EXTRAIT DU TEXTE:
----------------------------------------
Vincent Bontems - De quoi l'innovation fut-elle le nom ?
Philosophe des techniques pour le compte du CEA, Vincent Bontems s’interroge à l’USI 2016 sur la définition et les origines du terme « innovation ». Utilisé aujourd’hui à tort et à travers, ce mot véhicule des fantasmes de découvertes révolutionnaires et d’avancées scientifiques, mais sa signification intrinsèque nous échappe encore tant elle a évolué parfois de manière paradoxale au fil des ans.
Selon Vincent Bontems, ce thème s’impose dans la recherche scientifique car il est devenu, comme théorisait Jean-Paul Sartre, notre « horizon indépassable ». L’innovation nous apparaît comme la meilleure chance que nous ayons de résoudre les problèmes en termes d’emploi, de compétitivité, de défis environnementaux, comme le changement climatique ou la pénurie de ressources énergétiques, ou sanitaires comme le vieillissement de notre société.
Faut-il innover ?
L’innovation est notre panacée. Mais qu’est-ce donc ? Sans définition précise nous avançons à l’aveugle et risquons de nous méprendre sur le bien-fondé de cette sacrosainte innovation. Une étude de la NSF datant de 1974 stipulait ainsi que « l’usage du terme « innovation » est contreproductif ». Contreproductif car galvaudé et abusif.
Pour mesurer l’innovation, l’un des indicateurs les plus mis en avant est le taux d’homologation de brevets. Avec un résultat de 80 %, le CEA était ainsi récemment désigné par Reuters comme la firme la plus innovante du monde, devançant le MIT ou les firmes asiatiques. Un classement biaisé pour Vincent Bontems, la création de brevets relevant plus d’une volonté d’assurer un monopole et une maîtrise de la monétarisation des créations que de l’innovation pure. Il cite l’exemple d’Apple, qui n’investit que 2 % dans la recherche tout en demeurant l’une des entreprises les plus puissantes et innovantes au monde. Si les doutes sont permis quant à la pertinence d’une innovation intensive, nul doute que le besoin d’entreprendre, de créer et de développer de nouvelles idées ne date pas d’hier.
----------------------------------------
MATÉRIEL:
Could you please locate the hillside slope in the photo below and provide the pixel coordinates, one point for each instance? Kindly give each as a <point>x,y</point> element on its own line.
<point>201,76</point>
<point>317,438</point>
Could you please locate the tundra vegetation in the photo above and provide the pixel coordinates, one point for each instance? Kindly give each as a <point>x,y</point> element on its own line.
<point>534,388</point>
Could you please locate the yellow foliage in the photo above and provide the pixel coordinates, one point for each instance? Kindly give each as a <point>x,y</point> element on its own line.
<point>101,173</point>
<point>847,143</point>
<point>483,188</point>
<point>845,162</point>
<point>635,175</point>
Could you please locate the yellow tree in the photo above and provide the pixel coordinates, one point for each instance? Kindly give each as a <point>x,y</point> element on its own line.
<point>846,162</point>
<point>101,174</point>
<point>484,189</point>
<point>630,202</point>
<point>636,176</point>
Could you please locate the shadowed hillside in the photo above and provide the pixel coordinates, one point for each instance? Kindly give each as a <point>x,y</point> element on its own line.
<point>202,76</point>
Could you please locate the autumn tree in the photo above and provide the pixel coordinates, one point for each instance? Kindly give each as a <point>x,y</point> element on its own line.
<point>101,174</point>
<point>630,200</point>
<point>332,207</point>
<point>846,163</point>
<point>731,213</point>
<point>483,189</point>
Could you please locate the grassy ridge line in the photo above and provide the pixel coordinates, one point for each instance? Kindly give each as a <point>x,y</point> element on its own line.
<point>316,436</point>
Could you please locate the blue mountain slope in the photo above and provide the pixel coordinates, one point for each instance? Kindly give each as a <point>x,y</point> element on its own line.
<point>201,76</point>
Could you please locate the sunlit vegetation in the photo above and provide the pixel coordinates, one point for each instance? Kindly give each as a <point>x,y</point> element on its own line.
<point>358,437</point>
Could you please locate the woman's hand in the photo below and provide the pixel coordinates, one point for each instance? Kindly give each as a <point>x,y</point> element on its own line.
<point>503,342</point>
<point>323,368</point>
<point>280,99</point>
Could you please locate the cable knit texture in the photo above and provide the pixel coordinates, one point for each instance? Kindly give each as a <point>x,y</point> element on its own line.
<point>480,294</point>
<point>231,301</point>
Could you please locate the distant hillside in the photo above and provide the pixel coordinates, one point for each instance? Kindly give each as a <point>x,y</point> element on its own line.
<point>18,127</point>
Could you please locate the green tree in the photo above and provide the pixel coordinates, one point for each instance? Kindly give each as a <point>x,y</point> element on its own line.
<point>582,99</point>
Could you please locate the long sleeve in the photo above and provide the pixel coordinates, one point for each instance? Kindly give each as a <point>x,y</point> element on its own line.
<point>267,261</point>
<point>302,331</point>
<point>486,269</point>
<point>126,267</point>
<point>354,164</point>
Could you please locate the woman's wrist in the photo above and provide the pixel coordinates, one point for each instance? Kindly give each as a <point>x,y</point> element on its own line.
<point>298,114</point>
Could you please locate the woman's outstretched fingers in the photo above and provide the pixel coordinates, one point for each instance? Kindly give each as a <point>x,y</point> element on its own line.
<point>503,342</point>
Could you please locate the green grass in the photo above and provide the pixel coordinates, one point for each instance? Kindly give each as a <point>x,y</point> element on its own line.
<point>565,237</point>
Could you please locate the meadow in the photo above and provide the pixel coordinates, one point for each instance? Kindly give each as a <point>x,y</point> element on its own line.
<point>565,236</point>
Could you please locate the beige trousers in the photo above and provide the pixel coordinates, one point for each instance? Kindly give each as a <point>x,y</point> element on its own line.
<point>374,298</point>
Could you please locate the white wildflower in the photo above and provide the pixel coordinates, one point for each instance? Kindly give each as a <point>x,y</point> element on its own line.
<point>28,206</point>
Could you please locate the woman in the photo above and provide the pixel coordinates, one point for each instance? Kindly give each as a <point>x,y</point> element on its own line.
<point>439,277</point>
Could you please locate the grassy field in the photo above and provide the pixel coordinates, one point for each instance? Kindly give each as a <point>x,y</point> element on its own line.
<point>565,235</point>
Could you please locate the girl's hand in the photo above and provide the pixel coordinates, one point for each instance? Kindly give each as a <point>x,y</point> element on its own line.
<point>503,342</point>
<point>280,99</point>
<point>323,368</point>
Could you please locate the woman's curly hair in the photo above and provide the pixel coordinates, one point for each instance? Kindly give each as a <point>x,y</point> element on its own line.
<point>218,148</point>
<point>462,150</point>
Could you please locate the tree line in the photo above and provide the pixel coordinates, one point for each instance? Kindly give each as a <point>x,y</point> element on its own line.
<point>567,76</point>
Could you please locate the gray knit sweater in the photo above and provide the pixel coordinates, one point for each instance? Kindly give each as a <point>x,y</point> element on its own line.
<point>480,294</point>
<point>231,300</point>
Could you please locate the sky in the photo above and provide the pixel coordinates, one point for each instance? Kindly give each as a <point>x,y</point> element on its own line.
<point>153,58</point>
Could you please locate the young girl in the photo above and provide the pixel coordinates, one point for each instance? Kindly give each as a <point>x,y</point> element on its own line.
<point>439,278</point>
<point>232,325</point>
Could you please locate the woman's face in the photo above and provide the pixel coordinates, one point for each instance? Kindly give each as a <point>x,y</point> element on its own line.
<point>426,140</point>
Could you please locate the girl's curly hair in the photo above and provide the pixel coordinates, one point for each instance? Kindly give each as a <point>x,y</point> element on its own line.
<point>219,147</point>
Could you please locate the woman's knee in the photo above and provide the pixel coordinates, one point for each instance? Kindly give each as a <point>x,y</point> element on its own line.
----------------------------------------
CONSIGNES:
1. D'après le texte sur l'innovation, quelle part Apple investit-elle dans la recherche ?
2. Résumez sous forme de liste le paragraphe du texte sur l'innovation qui commence par « Pour mesurer l'innovation », en gardant ses faits essentiels.
3. Poursuivez le texte sur l'innovation à partir de sa dernière phrase.

RÉPONSES ATTENDUES:
1. Seulement 2 %.

2.
- Un des indicateurs les plus mis en avant pour mesurer l'innovation est le taux d'homologation de brevets.
- Avec un résultat de 80 %, le CEA a récemment été désigné par Reuters comme la firme la plus innovante du monde, devant le MIT et les firmes asiatiques.
- Pour Vincent Bontems, ce classement est biaisé, car les brevets visent davantage à assurer un monopole et la maîtrise de la monétarisation des créations qu'à l'innovation pure.
- Il cite l'exemple d'Apple. Cette entreprise n'investit que 2 % dans la recherche. Elle reste pourtant l'une des entreprises les plus puissantes et innovantes au monde.
- La pertinence d'une innovation intensive peut être mise en doute. Le besoin d'entreprendre, de créer et de développer de nouvelles idées ne date pourtant pas d'hier.

3.
Innovation story
Innovation dérive du latin innovatio qui au XIIIe-XIVe siècle signifiait « renouveler à l’identique ». Un paradoxe qui se corrige par la suite pour déboucher sur une définition plus ressemblante au sens contemporain : « introduire quelque chose de nouveau dans quelque chose d’ancien ».
D’abord employé dans le vocabulaire juridique notamment lors de l’ajout d’une nouvelle clause dans un contrat, le mot débarque ensuite dans les discussions théologiques comme une source suspecte de changement. Les gens apprennent à se méfier de l’innovation. Les choses évoluent au XVIe siècle avec Machiavel qui, dans Le Prince, démontre comment « prendre le pouvoir et le conserver ». Il envisage deux options : agir avec prudence en respectant les traditions, ou agir avec violence en prenant un risque plus ou moins modéré. C’est cette dernière vision, cette création de rupture qui représente pour lui l’innovation.
Francis Bacon, inventeur de la notion de progrès, ajoute à la notion de contrôle celle de nécessité : chaque innovation est un risque mais le plus grand risque est de ne pas innover. Il faut alors passer de la société de reproduction à société d’innovation. Une métamorphose actée depuis longtemps en 1962 lorsqu’Everett Rogers déclare dans The diffusion of innovations que « la transformation des comportements se fait par l’utilisation de nouveaux produits. » L’innovation apparaît comme source d’évolution sociologique indispensable à la stimulation économique.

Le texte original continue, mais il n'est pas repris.